- Stated task: Give again, word for word, only the lines from the one containing "Expected output, for every instance of the white paw, the" through the final line.

- Records to process:
** START **

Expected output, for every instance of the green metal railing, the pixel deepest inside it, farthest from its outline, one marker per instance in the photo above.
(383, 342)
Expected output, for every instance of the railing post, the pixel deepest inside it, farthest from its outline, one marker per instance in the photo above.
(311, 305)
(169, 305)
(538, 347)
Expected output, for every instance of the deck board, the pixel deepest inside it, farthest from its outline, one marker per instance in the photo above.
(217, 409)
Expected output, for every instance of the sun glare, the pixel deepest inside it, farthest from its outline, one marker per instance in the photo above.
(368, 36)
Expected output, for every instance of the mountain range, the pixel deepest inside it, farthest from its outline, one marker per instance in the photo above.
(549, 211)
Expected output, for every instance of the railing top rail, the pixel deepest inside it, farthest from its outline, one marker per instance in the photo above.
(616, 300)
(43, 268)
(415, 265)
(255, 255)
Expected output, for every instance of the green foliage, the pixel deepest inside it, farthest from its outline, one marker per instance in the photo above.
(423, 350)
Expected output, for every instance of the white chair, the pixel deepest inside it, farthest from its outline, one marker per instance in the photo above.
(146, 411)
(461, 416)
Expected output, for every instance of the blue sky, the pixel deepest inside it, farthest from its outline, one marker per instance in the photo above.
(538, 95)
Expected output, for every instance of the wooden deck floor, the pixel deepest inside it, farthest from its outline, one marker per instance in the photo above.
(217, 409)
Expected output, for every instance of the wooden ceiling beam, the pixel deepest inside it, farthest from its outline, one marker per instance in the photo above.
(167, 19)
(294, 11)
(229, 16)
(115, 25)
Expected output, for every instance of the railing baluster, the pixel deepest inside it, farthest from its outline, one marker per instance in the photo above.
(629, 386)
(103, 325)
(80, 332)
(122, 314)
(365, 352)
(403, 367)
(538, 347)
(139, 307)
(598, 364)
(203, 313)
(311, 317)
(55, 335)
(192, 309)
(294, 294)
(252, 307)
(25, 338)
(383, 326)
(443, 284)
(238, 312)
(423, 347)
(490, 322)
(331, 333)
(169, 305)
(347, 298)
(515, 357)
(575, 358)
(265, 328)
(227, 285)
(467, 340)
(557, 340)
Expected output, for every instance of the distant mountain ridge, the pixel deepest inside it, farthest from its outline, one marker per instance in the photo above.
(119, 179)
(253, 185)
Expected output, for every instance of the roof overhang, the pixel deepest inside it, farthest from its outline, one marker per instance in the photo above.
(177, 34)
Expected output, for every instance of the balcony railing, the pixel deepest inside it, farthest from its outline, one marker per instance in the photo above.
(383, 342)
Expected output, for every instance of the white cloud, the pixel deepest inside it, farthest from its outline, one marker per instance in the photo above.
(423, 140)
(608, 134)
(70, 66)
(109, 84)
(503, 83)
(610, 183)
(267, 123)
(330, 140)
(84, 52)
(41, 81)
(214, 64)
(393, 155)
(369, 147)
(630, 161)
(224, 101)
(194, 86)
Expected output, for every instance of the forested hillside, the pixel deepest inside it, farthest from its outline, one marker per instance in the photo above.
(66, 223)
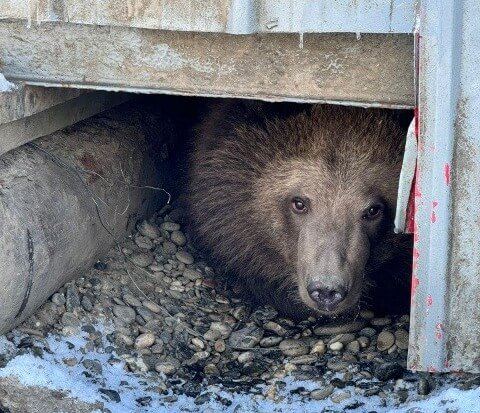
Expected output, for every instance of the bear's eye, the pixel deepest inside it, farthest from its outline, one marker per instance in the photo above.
(299, 206)
(373, 211)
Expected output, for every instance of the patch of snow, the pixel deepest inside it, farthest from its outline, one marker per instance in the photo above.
(5, 85)
(52, 372)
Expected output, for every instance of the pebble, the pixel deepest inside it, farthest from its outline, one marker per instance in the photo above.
(271, 341)
(185, 257)
(245, 338)
(275, 328)
(339, 397)
(385, 340)
(153, 307)
(336, 346)
(342, 338)
(353, 346)
(141, 259)
(246, 357)
(124, 313)
(319, 348)
(321, 394)
(380, 322)
(170, 226)
(220, 346)
(293, 347)
(424, 387)
(339, 327)
(401, 339)
(178, 238)
(192, 275)
(148, 230)
(223, 329)
(388, 371)
(144, 340)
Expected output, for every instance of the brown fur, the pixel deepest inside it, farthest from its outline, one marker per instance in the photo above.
(246, 166)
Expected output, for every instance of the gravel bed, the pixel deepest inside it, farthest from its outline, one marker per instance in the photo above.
(155, 308)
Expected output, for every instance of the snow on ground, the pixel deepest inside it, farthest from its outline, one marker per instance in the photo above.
(50, 370)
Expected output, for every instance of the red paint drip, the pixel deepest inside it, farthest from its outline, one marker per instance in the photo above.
(416, 113)
(447, 173)
(415, 283)
(429, 300)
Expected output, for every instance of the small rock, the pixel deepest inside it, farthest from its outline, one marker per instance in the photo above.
(169, 247)
(220, 346)
(198, 343)
(170, 226)
(87, 303)
(223, 329)
(275, 328)
(72, 299)
(166, 368)
(245, 338)
(336, 346)
(153, 307)
(141, 259)
(363, 341)
(192, 275)
(321, 394)
(340, 396)
(424, 387)
(380, 322)
(319, 348)
(178, 238)
(385, 340)
(185, 257)
(111, 394)
(148, 230)
(401, 339)
(293, 347)
(58, 299)
(144, 340)
(388, 371)
(354, 346)
(246, 357)
(305, 359)
(124, 313)
(131, 300)
(339, 328)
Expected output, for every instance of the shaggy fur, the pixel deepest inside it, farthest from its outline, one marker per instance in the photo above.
(248, 164)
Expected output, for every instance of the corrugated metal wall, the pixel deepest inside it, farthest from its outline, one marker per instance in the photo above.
(445, 318)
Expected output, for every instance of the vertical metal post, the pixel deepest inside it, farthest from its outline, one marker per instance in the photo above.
(442, 336)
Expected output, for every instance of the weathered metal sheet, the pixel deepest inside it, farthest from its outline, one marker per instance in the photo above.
(373, 70)
(445, 319)
(224, 16)
(29, 112)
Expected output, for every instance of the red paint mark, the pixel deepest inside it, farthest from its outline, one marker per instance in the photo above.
(447, 173)
(415, 283)
(416, 113)
(439, 331)
(429, 300)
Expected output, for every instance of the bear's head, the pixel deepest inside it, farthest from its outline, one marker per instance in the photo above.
(328, 198)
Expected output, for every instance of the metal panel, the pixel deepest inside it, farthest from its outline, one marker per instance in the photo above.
(445, 319)
(27, 112)
(374, 70)
(227, 16)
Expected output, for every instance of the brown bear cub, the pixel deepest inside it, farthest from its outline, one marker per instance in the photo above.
(299, 206)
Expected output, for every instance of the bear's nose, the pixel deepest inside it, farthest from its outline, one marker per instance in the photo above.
(327, 298)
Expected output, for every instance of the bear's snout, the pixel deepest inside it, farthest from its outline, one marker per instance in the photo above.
(327, 298)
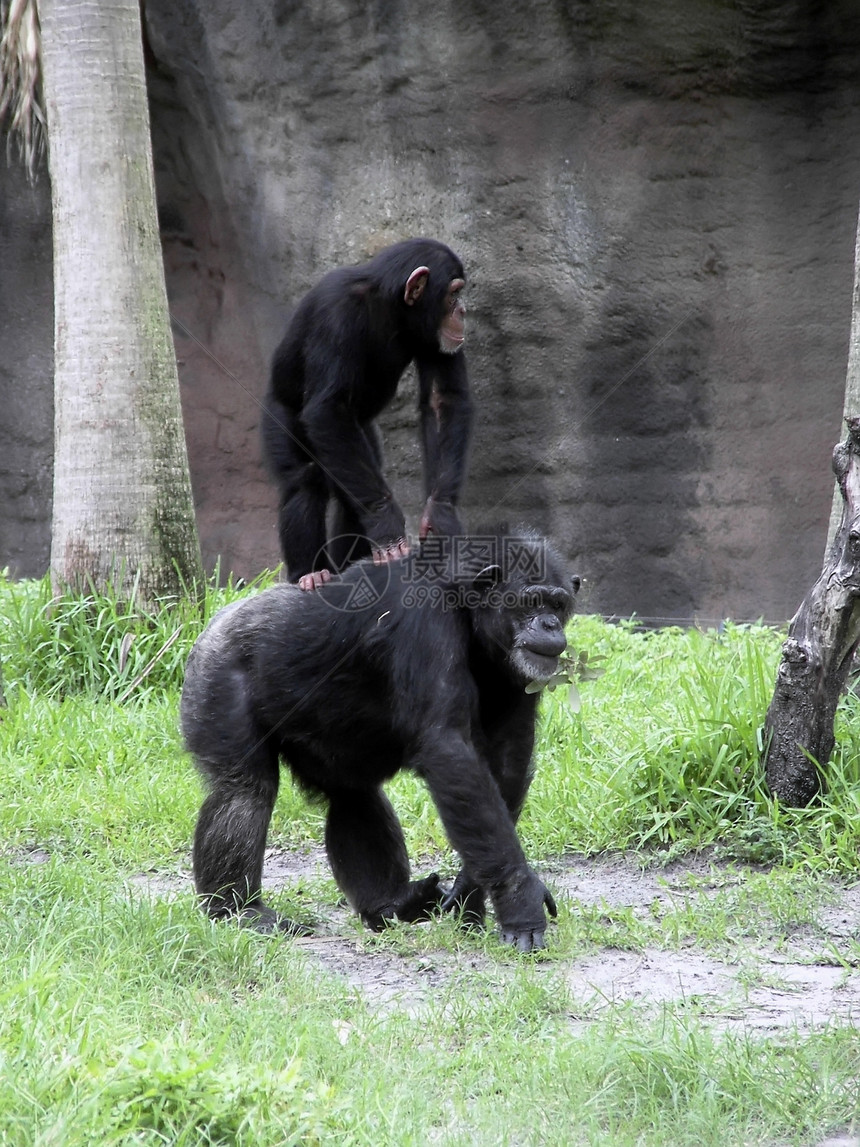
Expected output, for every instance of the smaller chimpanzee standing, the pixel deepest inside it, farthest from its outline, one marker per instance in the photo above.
(336, 369)
(424, 669)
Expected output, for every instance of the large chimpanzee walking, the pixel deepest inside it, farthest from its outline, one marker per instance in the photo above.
(417, 664)
(337, 367)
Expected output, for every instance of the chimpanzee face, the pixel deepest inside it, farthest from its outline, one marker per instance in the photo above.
(538, 631)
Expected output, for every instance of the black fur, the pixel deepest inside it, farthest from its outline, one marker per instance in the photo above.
(336, 369)
(430, 675)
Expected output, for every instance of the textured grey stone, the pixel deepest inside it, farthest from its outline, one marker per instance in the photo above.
(656, 205)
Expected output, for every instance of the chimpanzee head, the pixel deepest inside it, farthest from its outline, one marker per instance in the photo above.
(526, 598)
(430, 285)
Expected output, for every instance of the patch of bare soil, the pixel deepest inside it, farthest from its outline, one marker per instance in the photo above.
(795, 980)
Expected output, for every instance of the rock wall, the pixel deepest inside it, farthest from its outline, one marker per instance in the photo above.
(656, 205)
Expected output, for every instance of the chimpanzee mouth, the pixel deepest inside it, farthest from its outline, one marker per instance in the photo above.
(536, 666)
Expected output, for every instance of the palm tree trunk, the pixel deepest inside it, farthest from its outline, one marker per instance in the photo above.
(122, 490)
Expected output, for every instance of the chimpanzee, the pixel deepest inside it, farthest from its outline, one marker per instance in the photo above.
(417, 664)
(336, 369)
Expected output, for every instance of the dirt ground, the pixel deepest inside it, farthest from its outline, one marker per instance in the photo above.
(798, 980)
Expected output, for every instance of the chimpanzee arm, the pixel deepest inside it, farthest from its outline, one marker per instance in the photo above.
(345, 452)
(509, 757)
(446, 416)
(481, 828)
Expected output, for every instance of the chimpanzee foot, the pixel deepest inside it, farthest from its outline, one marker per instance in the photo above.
(266, 920)
(530, 937)
(419, 902)
(524, 941)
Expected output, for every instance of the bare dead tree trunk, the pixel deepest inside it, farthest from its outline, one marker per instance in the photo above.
(819, 650)
(851, 405)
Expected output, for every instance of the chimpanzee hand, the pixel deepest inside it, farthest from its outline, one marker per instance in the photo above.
(382, 554)
(439, 517)
(315, 580)
(387, 530)
(524, 929)
(467, 899)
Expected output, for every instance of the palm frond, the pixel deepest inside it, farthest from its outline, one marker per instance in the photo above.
(21, 99)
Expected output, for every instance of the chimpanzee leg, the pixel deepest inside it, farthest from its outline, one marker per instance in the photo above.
(303, 490)
(231, 839)
(510, 751)
(349, 544)
(367, 853)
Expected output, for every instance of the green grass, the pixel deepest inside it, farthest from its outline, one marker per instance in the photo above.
(130, 1019)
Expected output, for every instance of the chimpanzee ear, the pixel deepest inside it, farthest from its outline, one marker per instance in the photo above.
(489, 577)
(415, 285)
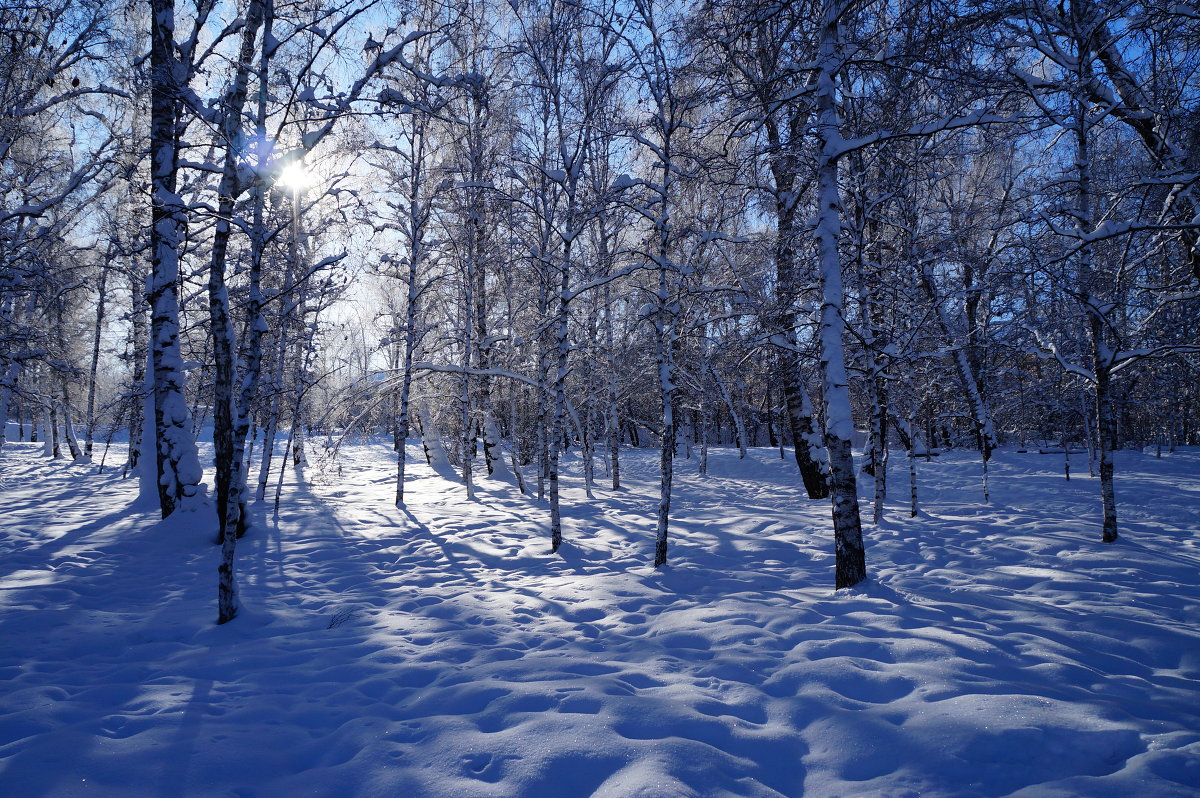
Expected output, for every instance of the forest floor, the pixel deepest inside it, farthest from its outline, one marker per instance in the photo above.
(443, 652)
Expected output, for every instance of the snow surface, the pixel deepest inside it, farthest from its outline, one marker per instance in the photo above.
(996, 651)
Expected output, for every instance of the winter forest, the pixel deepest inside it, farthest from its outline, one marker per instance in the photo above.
(576, 321)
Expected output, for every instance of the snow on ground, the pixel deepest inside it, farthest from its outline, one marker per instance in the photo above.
(444, 652)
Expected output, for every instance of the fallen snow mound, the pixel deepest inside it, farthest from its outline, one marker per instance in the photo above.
(997, 649)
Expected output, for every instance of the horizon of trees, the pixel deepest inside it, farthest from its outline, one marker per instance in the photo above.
(525, 227)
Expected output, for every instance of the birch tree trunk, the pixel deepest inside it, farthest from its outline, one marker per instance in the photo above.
(178, 462)
(850, 553)
(228, 462)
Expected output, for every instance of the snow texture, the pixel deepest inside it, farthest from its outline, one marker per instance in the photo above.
(996, 651)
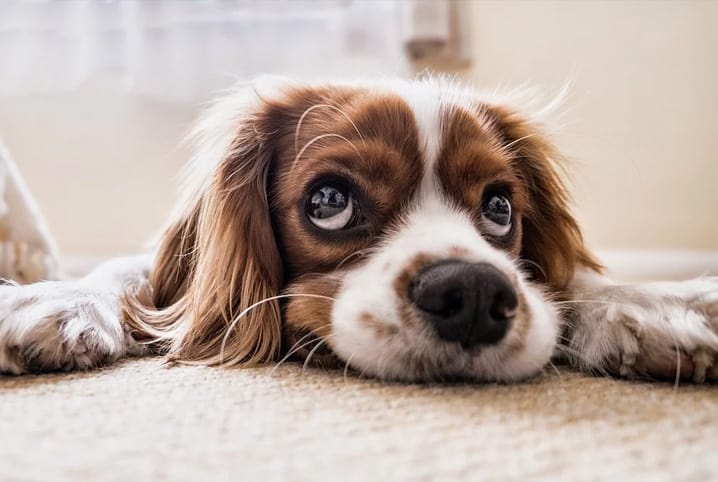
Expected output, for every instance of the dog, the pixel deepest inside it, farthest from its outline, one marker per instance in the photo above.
(411, 230)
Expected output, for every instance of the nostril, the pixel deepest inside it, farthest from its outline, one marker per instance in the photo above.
(441, 301)
(453, 302)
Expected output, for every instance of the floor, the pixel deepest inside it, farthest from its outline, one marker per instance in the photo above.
(143, 421)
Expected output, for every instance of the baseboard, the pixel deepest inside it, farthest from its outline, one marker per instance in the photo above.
(622, 265)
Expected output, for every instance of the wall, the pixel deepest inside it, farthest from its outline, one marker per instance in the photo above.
(640, 127)
(641, 124)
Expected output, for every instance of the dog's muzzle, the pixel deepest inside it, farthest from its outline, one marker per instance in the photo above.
(467, 303)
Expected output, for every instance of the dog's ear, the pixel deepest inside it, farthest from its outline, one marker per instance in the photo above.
(218, 265)
(551, 237)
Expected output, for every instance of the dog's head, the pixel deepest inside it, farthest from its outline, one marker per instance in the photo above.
(410, 229)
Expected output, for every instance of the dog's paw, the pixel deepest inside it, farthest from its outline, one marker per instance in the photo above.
(59, 326)
(657, 330)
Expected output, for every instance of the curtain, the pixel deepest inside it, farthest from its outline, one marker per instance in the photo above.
(182, 50)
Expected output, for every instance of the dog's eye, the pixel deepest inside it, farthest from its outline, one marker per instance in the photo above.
(331, 207)
(496, 214)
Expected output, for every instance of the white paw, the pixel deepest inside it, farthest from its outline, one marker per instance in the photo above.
(59, 326)
(659, 330)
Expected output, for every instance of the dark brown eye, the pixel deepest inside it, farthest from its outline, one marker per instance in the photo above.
(331, 207)
(496, 215)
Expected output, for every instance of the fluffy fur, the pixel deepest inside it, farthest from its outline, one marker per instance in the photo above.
(243, 276)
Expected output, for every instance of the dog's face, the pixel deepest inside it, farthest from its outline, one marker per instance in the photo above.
(409, 230)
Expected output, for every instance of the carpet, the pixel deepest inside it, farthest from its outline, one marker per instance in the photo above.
(140, 420)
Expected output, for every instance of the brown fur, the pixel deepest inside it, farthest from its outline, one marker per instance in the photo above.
(245, 238)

** END **

- Solution to the problem:
Expected output, for every instance of the white paw, the pixel deepest inside it, farthest from its outline, one marker per instance in the photo above.
(59, 326)
(659, 330)
Expected output, for every instance of the dark brown eye, the pixel deepest inside it, farthest from its outline, one marker per instance in the photo above.
(331, 207)
(496, 215)
Expected output, for every instance of the fluffy fur, the pixel deepest inside it, farthest from its outline, one marker per instance in the photo above.
(243, 276)
Expected output, for every instance of the dog's face, the pixel deepest inside it, farthest from its outline, one marker per instance in the photo above.
(409, 230)
Expected output, for every instance of the carpet, the pixel deepest inside it, farthest from its outline, one marker per instance in the photo above.
(140, 420)
Expected output, for every instance of the brown fur, the pixel deepest inside it, farthest from its outline, one marker per instance in the photo above.
(245, 238)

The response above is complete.